>> Begin AVAILABLE DATA

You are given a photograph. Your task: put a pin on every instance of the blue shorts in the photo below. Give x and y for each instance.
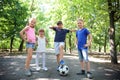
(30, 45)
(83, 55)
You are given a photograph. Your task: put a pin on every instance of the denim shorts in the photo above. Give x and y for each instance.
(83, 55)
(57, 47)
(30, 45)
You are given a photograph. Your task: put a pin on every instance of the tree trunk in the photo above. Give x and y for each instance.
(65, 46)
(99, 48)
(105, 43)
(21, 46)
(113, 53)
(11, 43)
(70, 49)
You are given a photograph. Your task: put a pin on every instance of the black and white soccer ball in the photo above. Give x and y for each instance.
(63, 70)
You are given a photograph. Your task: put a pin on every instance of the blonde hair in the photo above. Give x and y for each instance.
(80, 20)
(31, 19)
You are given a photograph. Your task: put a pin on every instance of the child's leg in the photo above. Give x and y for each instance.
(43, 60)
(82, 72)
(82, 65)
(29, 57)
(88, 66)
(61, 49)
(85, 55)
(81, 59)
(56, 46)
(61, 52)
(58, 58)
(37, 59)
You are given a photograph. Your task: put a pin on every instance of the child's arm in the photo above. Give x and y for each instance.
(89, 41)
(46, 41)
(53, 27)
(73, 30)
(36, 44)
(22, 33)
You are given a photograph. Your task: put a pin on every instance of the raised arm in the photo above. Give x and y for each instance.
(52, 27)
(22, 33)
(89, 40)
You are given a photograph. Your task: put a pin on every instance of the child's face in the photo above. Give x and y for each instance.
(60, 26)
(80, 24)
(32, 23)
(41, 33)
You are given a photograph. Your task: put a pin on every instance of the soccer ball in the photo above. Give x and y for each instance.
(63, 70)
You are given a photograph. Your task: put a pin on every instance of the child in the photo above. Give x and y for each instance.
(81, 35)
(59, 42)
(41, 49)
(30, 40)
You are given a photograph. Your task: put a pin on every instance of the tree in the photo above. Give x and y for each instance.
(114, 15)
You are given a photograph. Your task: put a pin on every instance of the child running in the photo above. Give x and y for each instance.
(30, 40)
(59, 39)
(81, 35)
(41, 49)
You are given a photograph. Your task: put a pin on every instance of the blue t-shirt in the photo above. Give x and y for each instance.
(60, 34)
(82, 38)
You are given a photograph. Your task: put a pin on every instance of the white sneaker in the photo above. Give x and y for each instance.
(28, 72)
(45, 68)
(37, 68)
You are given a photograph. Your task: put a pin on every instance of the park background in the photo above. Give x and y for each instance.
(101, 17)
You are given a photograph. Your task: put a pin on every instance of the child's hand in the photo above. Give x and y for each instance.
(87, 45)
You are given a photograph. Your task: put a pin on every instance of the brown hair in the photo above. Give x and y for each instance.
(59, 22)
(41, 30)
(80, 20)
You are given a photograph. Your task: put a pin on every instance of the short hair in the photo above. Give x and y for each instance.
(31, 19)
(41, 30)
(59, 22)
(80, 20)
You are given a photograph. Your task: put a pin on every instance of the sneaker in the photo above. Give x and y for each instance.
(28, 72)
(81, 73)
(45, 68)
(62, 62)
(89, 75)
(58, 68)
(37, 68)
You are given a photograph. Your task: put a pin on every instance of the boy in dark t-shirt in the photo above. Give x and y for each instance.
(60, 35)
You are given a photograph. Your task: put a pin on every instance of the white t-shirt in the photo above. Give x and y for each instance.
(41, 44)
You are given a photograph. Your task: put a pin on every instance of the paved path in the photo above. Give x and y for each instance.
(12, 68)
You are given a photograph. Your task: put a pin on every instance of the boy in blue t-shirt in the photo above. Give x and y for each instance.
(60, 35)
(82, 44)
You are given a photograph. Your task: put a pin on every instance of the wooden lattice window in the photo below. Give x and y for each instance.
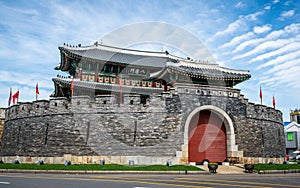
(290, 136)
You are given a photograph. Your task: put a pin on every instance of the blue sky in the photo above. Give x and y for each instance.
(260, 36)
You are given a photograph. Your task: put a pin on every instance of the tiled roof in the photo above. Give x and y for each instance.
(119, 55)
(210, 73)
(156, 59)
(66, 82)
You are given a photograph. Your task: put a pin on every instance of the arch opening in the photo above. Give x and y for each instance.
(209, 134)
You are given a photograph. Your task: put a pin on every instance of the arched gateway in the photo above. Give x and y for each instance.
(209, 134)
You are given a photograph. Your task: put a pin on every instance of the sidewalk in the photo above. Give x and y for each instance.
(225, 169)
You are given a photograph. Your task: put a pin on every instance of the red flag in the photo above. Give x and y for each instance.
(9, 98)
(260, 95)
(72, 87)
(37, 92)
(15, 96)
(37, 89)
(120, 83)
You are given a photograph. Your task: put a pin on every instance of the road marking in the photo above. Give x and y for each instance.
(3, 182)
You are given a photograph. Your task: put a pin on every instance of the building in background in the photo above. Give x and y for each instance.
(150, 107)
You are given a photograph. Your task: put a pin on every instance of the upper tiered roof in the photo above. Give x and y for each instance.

>> End AVAILABLE DATA

Can you reproduce, word for word, every line of the records from the one containing "of the wooden" through the end of the records, both included, leaving the pictures out?

You are given a photograph. Your task: put a pin on every instance of the wooden lattice window in the photo below. Give x and y for each instance.
(290, 136)
You are given a photograph. Your task: put a pin on every instance of the blue sky in the photo above. Give x and y for each instance.
(260, 36)
You are given a photograph. Your task: put a pin on every instance of the tiled roof in the photo above. Give x and y for each instance.
(119, 55)
(210, 73)
(156, 59)
(66, 82)
You are given a photograph. Your task: put a pin on every instance of the arch opening in the photo above. Give x and y for each instance.
(209, 134)
You are given a photograph. Your task: put a pin on every instance of the arched gateway in the photo above. Give x and y for each instance.
(209, 134)
You are given a photograph. Your task: put a pin on every instance of the sidewalk in the photo above. Give x and y for each instance.
(225, 169)
You are given a photograph. Your task: put a pin on every instance of the red flag in the photo above. Give x and y for each instance.
(9, 98)
(260, 95)
(72, 87)
(37, 92)
(15, 96)
(37, 89)
(120, 83)
You are given a photograph. Your task: put a pin on every instance of the road marking in the photo above. Give x and y for each instance.
(3, 182)
You are given a photograph. Your task: put a pin on every instance of the building in background in the photo above. Give x and y for each instance.
(150, 107)
You are given a photograph. Your task: put a pin on every instance of the upper tiered roof in the photo above. Give x and y for each instance.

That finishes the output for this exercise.